Saved data

— START —

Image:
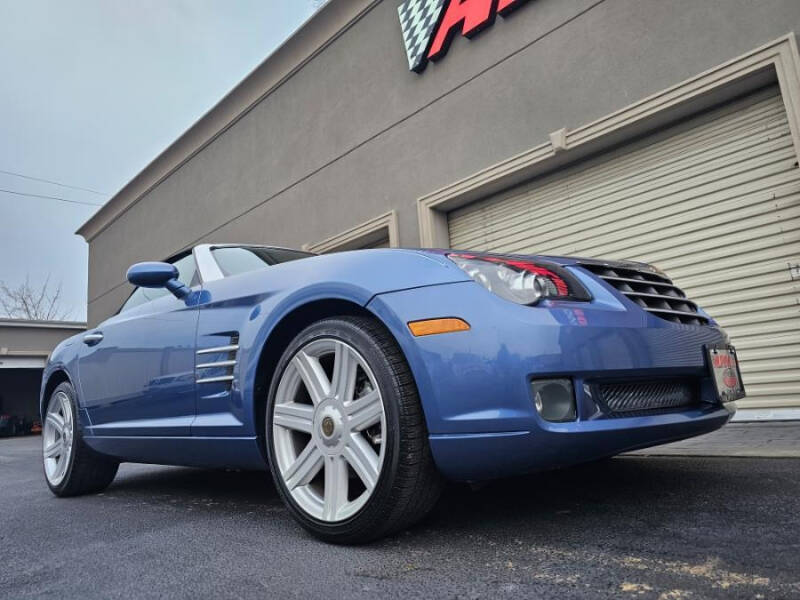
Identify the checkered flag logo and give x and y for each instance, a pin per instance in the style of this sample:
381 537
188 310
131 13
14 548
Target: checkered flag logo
419 18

— END —

▶ **Exercise objective**
Rewrite all of the material above as a JSON list of strings with one string per line, skipping blank lines and leaving the image out.

▶ **Output for this exercise**
[
  "Image:",
  "Identify the checkered flag logo and give x and y for each instance, a pin per instance in the style of this sample:",
  "381 537",
  "188 310",
  "131 13",
  "14 548",
  "Target: checkered flag logo",
  "419 18"
]